(Beginning of INPUT DATA)

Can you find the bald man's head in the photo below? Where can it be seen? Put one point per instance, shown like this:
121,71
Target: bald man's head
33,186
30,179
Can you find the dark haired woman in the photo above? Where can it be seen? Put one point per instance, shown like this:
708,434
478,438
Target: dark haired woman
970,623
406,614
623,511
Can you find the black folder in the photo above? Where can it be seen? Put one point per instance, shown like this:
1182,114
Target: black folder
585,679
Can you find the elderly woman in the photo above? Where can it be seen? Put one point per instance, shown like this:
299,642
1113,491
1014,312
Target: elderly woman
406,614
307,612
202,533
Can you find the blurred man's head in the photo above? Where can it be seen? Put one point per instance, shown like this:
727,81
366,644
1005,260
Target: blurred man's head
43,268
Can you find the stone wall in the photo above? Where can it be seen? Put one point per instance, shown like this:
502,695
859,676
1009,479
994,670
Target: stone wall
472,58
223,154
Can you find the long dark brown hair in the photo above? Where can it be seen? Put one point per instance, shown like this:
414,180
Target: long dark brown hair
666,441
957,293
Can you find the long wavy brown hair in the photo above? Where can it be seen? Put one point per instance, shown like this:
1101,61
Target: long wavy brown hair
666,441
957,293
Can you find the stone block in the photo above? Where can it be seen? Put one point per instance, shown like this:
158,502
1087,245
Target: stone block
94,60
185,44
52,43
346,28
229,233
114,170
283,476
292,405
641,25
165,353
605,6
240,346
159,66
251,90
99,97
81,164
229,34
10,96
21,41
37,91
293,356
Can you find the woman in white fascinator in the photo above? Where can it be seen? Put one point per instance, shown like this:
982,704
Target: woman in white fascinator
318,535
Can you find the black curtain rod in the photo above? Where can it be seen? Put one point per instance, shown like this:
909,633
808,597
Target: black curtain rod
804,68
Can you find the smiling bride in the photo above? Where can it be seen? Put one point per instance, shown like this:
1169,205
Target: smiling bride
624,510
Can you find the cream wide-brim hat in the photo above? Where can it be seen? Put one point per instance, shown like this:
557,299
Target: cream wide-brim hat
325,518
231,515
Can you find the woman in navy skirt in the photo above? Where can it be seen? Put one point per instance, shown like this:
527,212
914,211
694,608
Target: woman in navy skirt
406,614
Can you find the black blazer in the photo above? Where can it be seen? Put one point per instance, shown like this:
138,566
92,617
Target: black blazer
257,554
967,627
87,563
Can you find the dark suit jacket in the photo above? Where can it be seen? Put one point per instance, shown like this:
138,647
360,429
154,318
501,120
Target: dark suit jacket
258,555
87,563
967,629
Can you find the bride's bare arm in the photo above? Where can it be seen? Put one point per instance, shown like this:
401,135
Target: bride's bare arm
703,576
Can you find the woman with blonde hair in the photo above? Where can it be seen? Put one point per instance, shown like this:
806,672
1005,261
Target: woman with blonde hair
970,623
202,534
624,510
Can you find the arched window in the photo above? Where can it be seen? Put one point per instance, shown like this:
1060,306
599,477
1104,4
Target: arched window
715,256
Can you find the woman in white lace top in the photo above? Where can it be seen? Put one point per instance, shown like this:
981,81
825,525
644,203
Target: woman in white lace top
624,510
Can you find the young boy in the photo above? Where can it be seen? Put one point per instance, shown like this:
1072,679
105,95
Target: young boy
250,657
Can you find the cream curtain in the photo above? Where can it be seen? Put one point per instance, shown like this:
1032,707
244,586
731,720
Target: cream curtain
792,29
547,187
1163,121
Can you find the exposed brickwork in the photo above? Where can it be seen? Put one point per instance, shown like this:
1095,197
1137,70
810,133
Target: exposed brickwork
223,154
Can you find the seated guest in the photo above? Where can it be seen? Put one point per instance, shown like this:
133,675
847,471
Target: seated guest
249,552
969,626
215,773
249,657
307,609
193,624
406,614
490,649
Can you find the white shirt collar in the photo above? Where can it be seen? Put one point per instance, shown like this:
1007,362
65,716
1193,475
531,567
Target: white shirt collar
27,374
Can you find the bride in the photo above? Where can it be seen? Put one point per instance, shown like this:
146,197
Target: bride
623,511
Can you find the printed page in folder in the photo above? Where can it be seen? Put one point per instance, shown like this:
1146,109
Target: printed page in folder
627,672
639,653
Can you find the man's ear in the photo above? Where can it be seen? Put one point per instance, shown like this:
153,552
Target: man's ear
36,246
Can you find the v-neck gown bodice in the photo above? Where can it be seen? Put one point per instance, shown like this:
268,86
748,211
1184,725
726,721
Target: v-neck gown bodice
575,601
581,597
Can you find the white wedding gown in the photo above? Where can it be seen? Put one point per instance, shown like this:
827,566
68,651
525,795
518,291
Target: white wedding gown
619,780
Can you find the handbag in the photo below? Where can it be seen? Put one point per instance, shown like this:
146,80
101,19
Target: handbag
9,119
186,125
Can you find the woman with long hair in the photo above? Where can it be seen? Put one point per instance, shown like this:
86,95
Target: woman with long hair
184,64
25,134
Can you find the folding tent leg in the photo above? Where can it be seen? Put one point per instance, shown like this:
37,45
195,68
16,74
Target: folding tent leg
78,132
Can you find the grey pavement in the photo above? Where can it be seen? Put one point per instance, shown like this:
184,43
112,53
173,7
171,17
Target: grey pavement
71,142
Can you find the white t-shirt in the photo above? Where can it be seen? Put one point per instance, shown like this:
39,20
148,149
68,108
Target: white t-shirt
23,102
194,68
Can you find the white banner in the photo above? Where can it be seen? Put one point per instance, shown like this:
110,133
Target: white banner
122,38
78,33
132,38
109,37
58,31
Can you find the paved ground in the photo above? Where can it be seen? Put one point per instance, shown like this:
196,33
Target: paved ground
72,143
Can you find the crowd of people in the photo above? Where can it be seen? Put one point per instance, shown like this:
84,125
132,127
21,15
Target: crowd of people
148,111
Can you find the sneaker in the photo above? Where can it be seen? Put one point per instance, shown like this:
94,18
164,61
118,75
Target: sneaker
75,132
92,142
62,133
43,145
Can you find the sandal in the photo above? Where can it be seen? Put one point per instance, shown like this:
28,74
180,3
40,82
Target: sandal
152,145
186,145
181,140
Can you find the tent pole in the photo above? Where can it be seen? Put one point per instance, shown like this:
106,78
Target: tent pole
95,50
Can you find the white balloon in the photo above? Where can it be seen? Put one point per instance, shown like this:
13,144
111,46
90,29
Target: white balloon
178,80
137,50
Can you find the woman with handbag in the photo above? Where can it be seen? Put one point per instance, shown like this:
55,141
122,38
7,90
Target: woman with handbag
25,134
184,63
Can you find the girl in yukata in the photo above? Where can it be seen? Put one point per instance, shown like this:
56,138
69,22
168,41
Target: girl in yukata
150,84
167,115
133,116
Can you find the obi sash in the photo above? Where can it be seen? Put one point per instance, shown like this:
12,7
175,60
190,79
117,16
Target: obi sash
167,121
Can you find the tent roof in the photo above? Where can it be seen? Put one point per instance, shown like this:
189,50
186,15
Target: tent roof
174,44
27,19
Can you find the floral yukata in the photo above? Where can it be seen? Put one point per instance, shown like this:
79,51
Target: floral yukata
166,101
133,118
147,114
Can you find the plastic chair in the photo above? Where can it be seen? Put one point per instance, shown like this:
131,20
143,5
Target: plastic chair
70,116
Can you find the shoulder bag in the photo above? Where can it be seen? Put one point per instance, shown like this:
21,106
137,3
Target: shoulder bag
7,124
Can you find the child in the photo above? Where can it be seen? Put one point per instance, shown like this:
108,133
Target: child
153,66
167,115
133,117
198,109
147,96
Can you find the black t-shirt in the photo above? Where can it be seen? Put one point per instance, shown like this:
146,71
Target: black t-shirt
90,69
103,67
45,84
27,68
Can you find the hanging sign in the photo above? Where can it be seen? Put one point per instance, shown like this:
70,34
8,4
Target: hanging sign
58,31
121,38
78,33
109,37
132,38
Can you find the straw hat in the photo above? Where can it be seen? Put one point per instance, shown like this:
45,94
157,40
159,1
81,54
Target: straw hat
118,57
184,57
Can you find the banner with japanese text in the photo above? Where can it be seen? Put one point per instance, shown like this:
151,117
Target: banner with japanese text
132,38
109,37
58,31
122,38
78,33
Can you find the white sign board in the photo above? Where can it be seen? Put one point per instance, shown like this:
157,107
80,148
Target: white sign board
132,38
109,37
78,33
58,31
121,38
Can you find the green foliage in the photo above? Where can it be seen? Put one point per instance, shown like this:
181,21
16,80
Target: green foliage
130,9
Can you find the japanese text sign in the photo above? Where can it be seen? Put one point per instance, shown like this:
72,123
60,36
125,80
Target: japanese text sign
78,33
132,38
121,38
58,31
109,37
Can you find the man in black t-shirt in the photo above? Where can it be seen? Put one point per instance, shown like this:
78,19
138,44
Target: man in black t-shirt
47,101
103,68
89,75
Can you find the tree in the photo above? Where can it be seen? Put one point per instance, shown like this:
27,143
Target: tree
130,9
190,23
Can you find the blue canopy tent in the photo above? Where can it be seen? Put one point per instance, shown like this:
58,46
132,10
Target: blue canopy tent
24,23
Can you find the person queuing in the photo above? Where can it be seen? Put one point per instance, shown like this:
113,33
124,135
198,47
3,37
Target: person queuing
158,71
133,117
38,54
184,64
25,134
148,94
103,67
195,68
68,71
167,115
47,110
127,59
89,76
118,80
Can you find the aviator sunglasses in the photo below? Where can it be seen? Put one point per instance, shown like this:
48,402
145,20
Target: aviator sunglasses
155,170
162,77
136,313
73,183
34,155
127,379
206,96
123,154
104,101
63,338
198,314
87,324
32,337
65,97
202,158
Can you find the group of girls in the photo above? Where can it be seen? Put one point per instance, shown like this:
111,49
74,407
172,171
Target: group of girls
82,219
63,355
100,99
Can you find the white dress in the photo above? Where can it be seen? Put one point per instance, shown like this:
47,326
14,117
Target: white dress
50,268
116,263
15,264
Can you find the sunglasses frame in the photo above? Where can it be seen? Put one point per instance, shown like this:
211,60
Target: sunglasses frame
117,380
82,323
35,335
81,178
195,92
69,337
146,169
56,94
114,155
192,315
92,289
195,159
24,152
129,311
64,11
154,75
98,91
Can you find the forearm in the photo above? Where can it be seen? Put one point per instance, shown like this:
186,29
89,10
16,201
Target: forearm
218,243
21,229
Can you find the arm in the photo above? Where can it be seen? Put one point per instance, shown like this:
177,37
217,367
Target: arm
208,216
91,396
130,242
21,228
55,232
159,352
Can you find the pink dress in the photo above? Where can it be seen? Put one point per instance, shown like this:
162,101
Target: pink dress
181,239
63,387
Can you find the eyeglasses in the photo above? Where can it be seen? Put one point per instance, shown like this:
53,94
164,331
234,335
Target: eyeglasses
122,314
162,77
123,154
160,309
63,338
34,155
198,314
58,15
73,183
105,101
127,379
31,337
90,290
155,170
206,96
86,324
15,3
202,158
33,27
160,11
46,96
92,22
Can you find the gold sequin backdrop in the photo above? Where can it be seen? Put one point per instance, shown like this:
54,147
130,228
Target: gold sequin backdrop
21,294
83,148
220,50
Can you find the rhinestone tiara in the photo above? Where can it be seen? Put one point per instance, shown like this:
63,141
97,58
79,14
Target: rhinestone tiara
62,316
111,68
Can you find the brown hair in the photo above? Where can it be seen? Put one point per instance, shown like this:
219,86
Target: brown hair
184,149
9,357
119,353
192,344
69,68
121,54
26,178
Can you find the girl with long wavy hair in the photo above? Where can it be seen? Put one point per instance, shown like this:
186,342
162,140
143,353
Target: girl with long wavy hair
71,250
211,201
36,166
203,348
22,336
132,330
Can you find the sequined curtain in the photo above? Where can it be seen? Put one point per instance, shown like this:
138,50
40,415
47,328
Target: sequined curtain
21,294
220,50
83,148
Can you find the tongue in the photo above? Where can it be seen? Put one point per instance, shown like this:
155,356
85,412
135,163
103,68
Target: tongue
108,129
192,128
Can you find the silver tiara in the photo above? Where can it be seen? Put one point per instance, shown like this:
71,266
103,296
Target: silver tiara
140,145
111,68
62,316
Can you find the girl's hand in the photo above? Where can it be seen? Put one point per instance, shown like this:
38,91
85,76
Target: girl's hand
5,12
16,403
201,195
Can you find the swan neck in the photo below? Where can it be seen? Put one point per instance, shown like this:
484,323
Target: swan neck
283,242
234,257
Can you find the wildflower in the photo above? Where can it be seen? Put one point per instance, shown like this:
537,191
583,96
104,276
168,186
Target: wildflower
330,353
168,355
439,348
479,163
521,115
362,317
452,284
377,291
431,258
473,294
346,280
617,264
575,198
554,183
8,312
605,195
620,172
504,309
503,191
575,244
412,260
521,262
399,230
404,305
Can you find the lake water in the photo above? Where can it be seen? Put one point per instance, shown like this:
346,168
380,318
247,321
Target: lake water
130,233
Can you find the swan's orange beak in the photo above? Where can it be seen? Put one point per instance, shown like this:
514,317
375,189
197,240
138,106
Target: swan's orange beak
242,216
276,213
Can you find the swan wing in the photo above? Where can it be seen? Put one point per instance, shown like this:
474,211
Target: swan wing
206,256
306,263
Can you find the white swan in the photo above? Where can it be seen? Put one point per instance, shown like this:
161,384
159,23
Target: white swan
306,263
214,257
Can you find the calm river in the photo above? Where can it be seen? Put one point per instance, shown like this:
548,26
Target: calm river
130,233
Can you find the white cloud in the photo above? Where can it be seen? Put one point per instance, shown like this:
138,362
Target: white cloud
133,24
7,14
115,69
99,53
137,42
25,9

(End of INPUT DATA)

In the entries above, find each line with "below" and list it.

Can you find the bald man's head in the photo below? Where can it be seen? Put one point per instance, shown like this:
Can you find the handbag in the photo below? Where can it be seen? Put one point per instance, shown like this:
Can you find the aviator sunglasses in the photo below? Where can it be seen? Put one point per instance, shown like this:
Can you find the swan neck in the photo below? Where can it be seen? Put one point per instance, shown like this:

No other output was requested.